FRAGMENT TEKSTU:
==================================================
Hydroterapia w SPA, czyli kąpiel relaksacyjna, regenerująca lub lecznicza
Pławienie się w wodzie to jedna z ulubionych form odpoczynku większości z nas. Kąpiel w SPA może dziś łączyć wszystkie dobroczynne działania tego rodzaju zabiegów. Tak ukierunkowana hydroterapia zadba o utrzymanie higieny, nawilżenie i zmiękczenie skóry, jej odżywienie oraz odmłodzenie. Ponadto pobudzi krążenie, złagodzi stres, zadziała przeciwbólowo i regeneracyjnie na stawy oraz leczniczo na wiele układów i narządów wewnętrznych. Odkryjemy ich właściwości wybierając kąpiele w SPA i strefach wellness oferujących zabiegi lecznicze na ciało oraz rytuały upiększające z wykorzystaniem wody.

Fizjoterapeuci nazywają kąpielą zabieg, w którym całe ciało lub jego część zostaje zanurzona przez określony czas w tzw. ośrodku o ustalonej lub zmiennej w trakcie zabiegu temperaturze. Tym ośrodkiem może być sama woda, delikatnie wzbogacona różnymi preparatami lub gazami, wprowadzona w ruch wirowy albo też gęsta płynna glinka czy borowina. Te ostatnie zabiegi wchodzą w zakres balneoterapii, stosującej dobroczynne dla człowieka właściwości niektórych leczniczych, naturalnych składników stałych, ciekłych i gazowych.
==================================================
TREŚĆ ZADANIA:
Powtórz dosłownie fragment tekstu o hydroterapii w SPA między słowami „Fizjoterapeuci nazywają kąpielą” a „ciekłych i gazowych.”, włącznie z nimi. Rekordy nie mają z tym żadnego związku.
==================================================
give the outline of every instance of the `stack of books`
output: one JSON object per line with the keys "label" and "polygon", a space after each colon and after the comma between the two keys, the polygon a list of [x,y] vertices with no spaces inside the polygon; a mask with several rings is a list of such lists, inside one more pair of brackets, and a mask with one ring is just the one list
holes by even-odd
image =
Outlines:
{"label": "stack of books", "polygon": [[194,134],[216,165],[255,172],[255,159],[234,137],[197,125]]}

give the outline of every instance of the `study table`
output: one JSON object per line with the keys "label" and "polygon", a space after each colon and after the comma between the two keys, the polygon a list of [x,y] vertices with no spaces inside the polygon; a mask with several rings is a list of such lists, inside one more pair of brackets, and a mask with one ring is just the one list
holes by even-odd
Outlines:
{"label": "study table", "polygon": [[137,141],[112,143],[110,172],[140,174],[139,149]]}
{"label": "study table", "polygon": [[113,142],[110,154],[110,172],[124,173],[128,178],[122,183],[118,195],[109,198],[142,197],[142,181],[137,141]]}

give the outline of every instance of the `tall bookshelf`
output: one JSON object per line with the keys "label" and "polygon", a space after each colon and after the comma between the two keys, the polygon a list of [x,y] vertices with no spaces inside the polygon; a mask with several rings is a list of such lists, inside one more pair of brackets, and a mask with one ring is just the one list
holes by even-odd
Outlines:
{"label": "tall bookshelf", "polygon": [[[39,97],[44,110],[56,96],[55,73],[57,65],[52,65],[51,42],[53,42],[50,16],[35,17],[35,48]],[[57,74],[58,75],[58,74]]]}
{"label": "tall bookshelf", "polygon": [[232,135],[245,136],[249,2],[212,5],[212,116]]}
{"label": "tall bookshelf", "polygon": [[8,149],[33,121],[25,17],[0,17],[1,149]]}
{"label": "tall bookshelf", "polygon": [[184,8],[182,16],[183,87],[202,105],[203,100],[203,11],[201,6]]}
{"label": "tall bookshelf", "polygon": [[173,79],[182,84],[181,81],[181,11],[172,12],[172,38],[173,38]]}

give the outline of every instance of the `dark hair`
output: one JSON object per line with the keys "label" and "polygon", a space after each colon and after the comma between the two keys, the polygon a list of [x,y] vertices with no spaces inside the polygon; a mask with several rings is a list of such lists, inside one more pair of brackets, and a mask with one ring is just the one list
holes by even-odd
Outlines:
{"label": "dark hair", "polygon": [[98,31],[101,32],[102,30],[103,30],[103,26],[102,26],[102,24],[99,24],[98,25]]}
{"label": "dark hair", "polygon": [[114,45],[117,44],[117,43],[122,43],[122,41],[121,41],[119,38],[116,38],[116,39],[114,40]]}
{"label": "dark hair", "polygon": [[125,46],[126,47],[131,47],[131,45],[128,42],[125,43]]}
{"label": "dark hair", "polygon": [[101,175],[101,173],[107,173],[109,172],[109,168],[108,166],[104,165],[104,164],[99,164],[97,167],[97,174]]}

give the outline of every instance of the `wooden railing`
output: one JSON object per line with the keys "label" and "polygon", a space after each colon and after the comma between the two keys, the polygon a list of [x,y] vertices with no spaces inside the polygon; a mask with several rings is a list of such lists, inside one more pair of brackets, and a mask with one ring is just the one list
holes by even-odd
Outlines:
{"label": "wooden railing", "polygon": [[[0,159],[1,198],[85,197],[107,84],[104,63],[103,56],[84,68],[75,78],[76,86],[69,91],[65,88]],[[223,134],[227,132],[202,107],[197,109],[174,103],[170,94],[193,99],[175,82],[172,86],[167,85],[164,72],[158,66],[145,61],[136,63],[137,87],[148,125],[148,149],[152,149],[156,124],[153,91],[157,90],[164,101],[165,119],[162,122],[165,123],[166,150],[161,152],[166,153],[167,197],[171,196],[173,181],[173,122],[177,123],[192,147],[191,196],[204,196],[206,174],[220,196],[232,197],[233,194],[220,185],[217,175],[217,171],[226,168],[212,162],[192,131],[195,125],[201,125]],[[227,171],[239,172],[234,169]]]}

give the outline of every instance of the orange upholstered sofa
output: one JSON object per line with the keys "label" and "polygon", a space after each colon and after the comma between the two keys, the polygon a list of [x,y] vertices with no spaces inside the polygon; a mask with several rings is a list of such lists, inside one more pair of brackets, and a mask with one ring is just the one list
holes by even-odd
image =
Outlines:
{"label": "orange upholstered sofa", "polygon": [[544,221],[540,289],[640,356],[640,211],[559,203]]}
==================================================
POPRAWNA ODPOWIEDŹ:
Fizjoterapeuci nazywają kąpielą zabieg, w którym całe ciało lub jego część zostaje zanurzona przez określony czas w tzw. ośrodku o ustalonej lub zmiennej w trakcie zabiegu temperaturze. Tym ośrodkiem może być sama woda, delikatnie wzbogacona różnymi preparatami lub gazami, wprowadzona w ruch wirowy albo też gęsta płynna glinka czy borowina. Te ostatnie zabiegi wchodzą w zakres balneoterapii, stosującej dobroczynne dla człowieka właściwości niektórych leczniczych, naturalnych składników stałych, ciekłych i gazowych.